To attain this main objective, the GMI presents a new paradigm of “Sustainable and Responsible Mining”. Clearly this is an effort to greenwash the industry. It includes a two-year action program called the Mines, Minerals and Sustainable Development(MMSD)project.
One clear approach used is the cooptation of strong community leaders and their allies through so-called dialogues and participatory processes. The MSSD program will culminate at the World Summit on Sustainable Development (WSSD) in Johannesburg, South Africa, with a presentation of a research output that would absolve their wrongdoing in the past.
It is not a coincidence that the World Bank and the United Nations have called for a review of the extractive industry. It is not also a mere coincidence that the World Bank and the Asian Development Bank have made a review of their policy on indigenous peoples. All of these happened in the year 2001. Changes in policies seemed to favor the industry more rather than uphold the basic rights of affected people. As shown by the World Bank’s review of its Operational Policy on Indigenous Peoples, it is biased more towards exclusion of a free and prior informed consent provision from its revised policy. This aggressive public relations salvo by the mining industry is a source of worry for mining-affected communities and their allies. In 2001 regional and international conferences were held to assess and analyze the Global Mining Initiative and the MMSD project and see what these mean for affected communities. The challenge confronting mining-affected communities and their allies can be summarized thus:
- The mining industry, to a certain level, has tightened its ranks and is confronting community opposition in a more organized way. It has placed massive resources in this image-building exercise.
here in the past, it used blatant confrontational tactics, it now combines this with dialogue and “participatory” processes. - The concept of “Sustainable and Responsible Mining” is being promoted in the WSSD process.
- The various fora held in 2001 by mining-affected communities and their allies provided opportunities to strengthen and broaden the movement against big commercial mining. There is wide unity on the need to engage in the WSSD processes and to preempt the attempt by the mining industry to cloud the realities of its unsustainable production systems and practices.
In the Philippines, the mining industry presented an assessment during the Mining Philippines 2001 Conference on November 21–22, 2001, in which it declared: “The Mining Act of 1995 now stands as the only economic liberalization measure that has failed to benefit the economy”.

════

EXERCISES:
a) In the passage on the mining industry, what new paradigm does the GMI present?
b) Copy the passage on the mining industry word for word, from "here in the" to "systems and practices.".

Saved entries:
════

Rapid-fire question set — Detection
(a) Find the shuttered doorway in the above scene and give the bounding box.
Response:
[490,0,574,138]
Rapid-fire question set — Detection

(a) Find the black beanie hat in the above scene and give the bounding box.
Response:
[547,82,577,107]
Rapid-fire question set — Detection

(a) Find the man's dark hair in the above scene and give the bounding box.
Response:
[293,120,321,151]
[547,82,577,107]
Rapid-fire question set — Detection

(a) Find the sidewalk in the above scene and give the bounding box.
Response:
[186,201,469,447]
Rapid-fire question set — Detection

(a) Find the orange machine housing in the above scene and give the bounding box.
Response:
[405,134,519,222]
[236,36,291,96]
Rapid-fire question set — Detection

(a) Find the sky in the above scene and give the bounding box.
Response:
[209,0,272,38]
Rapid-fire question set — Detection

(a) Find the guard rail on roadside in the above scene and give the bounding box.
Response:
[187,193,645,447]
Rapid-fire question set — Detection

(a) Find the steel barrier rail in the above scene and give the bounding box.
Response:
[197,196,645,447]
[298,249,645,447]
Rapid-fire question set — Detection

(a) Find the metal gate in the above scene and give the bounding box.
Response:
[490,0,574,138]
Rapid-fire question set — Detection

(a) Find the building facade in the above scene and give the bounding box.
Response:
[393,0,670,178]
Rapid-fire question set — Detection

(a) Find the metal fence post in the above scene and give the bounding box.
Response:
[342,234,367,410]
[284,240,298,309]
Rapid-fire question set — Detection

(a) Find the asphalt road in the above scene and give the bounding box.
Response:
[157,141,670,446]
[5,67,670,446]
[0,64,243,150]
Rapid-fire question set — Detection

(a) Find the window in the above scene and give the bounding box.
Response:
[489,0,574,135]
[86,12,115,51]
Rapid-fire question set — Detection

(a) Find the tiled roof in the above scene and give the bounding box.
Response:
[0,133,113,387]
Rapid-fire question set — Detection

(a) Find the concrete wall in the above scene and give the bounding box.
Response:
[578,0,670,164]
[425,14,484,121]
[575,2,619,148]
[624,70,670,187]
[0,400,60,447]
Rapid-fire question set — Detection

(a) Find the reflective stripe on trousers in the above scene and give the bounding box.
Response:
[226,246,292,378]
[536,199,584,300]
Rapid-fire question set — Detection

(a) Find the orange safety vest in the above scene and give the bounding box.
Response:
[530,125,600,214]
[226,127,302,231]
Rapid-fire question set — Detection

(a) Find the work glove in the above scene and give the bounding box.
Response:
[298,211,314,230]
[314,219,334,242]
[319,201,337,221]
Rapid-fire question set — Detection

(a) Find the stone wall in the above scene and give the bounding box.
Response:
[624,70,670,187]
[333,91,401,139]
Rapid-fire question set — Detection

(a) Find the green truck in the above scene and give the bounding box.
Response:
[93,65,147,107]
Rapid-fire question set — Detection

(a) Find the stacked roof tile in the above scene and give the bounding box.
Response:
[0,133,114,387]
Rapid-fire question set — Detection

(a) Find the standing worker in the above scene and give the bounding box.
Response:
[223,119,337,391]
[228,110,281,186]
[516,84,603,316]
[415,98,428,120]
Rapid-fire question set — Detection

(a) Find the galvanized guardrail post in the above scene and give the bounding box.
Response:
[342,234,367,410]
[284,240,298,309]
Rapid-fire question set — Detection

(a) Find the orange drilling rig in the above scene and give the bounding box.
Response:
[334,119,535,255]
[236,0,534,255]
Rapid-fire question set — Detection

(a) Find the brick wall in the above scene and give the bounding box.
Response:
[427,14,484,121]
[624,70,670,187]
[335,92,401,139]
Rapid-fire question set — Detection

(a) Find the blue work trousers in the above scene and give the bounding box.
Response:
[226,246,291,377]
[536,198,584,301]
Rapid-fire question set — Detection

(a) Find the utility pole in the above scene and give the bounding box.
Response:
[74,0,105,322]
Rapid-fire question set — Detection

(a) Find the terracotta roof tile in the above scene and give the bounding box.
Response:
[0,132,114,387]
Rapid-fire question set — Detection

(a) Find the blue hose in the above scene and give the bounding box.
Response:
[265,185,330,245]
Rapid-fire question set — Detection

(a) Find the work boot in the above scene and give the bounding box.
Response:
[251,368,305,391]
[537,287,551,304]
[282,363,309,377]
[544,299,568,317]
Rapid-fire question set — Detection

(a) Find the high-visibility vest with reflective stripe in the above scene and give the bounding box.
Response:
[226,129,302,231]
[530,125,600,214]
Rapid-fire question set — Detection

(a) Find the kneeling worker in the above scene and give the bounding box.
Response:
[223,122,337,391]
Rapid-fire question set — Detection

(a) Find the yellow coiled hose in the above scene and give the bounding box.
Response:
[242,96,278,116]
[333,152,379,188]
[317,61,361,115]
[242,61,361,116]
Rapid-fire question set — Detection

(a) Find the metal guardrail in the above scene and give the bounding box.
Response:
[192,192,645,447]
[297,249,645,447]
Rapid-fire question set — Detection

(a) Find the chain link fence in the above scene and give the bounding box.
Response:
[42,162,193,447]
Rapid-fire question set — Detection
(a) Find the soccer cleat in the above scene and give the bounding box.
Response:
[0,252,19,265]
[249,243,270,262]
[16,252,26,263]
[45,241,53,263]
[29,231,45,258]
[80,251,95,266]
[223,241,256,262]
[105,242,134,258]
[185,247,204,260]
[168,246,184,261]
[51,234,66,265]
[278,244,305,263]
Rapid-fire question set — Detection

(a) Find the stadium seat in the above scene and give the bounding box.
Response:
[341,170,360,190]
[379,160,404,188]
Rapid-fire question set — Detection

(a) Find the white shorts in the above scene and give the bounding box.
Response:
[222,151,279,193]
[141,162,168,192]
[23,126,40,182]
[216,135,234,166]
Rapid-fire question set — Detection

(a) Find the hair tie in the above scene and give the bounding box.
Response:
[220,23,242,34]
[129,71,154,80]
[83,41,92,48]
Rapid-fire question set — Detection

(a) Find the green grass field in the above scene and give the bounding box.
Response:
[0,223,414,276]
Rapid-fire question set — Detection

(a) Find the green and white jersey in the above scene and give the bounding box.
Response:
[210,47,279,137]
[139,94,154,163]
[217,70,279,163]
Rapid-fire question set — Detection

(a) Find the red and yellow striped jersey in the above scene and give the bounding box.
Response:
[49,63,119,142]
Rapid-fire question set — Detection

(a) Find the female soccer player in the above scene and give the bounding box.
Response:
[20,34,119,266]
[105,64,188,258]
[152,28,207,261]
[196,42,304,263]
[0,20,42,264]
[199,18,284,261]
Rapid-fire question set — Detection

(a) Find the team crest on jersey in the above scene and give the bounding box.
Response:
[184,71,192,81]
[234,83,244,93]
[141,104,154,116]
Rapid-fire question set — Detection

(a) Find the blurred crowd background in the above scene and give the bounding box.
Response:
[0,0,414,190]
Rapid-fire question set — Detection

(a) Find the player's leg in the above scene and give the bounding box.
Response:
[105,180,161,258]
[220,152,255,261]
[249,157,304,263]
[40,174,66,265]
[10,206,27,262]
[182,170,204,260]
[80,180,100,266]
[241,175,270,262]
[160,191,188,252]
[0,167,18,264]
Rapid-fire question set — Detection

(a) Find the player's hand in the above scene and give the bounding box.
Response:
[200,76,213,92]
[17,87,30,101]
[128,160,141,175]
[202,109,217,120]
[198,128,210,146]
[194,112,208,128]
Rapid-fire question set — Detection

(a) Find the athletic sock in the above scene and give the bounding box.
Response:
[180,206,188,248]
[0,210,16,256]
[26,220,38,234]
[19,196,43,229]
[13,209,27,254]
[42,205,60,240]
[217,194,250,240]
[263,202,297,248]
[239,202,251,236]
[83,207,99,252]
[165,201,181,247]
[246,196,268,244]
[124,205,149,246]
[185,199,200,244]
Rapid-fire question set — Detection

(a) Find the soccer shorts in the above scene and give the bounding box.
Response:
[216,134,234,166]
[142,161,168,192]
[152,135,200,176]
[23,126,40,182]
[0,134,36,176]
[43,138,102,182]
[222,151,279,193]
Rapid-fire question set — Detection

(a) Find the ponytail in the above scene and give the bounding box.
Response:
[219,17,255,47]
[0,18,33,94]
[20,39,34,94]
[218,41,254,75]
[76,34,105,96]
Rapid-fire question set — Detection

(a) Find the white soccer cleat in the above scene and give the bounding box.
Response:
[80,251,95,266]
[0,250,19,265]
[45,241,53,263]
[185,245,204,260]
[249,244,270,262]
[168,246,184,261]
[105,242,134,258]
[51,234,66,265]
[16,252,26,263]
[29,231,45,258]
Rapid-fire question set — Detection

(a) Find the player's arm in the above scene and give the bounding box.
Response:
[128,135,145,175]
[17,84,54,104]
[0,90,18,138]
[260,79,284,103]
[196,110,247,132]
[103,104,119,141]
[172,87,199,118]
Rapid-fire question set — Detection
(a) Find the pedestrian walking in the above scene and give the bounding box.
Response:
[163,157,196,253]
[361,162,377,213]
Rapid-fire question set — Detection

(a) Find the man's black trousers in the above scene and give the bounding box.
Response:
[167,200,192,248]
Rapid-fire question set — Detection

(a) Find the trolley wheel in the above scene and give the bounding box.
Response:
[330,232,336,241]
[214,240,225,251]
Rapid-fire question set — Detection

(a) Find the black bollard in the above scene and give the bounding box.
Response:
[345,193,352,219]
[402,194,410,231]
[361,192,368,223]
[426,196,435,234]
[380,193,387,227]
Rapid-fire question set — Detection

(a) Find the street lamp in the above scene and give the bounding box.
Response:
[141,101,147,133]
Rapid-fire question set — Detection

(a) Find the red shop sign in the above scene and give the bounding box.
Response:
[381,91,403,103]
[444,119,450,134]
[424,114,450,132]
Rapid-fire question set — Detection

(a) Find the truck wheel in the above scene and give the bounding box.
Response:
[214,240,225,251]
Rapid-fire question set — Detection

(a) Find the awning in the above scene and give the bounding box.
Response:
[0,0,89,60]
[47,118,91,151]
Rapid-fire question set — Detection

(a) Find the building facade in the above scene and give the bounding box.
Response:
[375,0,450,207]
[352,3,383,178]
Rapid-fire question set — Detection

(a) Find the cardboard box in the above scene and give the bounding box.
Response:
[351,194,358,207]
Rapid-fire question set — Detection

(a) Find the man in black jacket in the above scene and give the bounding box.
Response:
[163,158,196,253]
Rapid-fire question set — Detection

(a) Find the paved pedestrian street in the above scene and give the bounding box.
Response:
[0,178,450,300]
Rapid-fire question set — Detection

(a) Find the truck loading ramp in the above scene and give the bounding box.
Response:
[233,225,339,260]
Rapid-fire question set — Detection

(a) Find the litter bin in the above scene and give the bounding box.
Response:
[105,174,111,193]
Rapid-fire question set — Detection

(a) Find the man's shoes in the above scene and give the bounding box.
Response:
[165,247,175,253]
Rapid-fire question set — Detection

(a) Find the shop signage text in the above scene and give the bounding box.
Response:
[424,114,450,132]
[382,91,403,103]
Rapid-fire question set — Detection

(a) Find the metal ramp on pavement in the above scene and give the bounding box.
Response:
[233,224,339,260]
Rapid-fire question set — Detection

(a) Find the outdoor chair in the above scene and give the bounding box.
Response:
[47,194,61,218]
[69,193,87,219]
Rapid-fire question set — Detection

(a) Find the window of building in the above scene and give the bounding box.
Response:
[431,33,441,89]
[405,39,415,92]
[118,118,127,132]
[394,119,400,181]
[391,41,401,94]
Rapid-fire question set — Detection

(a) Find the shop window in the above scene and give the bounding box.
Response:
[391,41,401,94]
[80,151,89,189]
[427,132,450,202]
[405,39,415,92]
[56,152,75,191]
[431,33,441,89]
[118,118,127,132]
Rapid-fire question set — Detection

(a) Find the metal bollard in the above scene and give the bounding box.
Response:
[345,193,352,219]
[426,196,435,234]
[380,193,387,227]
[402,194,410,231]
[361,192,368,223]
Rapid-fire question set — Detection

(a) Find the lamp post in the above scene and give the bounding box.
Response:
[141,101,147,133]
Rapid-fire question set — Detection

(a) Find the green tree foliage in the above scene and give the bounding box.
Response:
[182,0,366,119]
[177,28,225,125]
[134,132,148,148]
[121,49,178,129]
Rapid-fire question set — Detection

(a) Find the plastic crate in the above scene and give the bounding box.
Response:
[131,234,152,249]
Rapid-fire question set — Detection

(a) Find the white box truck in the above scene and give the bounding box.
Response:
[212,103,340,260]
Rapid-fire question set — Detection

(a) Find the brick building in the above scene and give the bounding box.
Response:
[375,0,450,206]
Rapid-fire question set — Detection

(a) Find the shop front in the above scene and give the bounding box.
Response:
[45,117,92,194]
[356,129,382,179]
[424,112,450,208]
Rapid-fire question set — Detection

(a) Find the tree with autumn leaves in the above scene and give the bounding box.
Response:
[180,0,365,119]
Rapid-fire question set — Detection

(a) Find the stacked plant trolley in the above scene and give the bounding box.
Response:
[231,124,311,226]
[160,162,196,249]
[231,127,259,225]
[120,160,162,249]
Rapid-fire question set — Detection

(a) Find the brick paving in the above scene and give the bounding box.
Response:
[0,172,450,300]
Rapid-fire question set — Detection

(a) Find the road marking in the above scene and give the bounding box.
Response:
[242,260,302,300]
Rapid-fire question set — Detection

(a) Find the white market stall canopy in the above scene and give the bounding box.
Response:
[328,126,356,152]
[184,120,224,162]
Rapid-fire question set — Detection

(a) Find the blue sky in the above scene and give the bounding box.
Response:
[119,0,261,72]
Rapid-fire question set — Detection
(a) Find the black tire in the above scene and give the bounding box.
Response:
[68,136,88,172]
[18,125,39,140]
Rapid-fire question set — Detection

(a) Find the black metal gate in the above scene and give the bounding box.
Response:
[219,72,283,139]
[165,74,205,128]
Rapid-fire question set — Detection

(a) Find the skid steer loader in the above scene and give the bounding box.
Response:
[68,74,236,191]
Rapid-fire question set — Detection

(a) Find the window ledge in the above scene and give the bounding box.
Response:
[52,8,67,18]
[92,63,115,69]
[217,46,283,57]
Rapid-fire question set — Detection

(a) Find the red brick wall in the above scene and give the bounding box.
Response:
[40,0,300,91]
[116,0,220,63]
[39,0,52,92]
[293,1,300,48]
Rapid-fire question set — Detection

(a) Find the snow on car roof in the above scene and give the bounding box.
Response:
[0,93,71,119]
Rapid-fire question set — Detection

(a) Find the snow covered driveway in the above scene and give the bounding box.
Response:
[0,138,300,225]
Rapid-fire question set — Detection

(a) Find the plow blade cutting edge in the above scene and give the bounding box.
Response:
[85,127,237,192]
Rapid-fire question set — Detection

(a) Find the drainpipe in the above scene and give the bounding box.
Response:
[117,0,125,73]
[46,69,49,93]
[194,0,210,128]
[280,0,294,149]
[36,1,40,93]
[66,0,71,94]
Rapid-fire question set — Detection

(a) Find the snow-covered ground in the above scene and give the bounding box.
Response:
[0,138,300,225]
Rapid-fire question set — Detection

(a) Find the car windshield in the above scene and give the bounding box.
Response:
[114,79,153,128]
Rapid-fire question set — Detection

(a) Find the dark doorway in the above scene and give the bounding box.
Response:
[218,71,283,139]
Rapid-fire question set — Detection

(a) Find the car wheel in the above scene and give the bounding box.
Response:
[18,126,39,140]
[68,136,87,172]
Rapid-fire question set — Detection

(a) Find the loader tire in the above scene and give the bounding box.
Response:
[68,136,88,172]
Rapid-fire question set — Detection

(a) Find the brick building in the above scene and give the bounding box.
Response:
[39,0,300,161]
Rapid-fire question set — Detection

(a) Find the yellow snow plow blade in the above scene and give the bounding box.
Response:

════

TASK SOLUTIONS:
a) "Sustainable and Responsible Mining"

b)
here in the past, it used blatant confrontational tactics, it now combines this with dialogue and “participatory” processes. - The concept of “Sustainable and Responsible Mining” is being promoted in the WSSD process.
- The various fora held in 2001 by mining-affected communities and their allies provided opportunities to strengthen and broaden the movement against big commercial mining. There is wide unity on the need to engage in the WSSD processes and to preempt the attempt by the mining industry to cloud the realities of its unsustainable production systems and practices.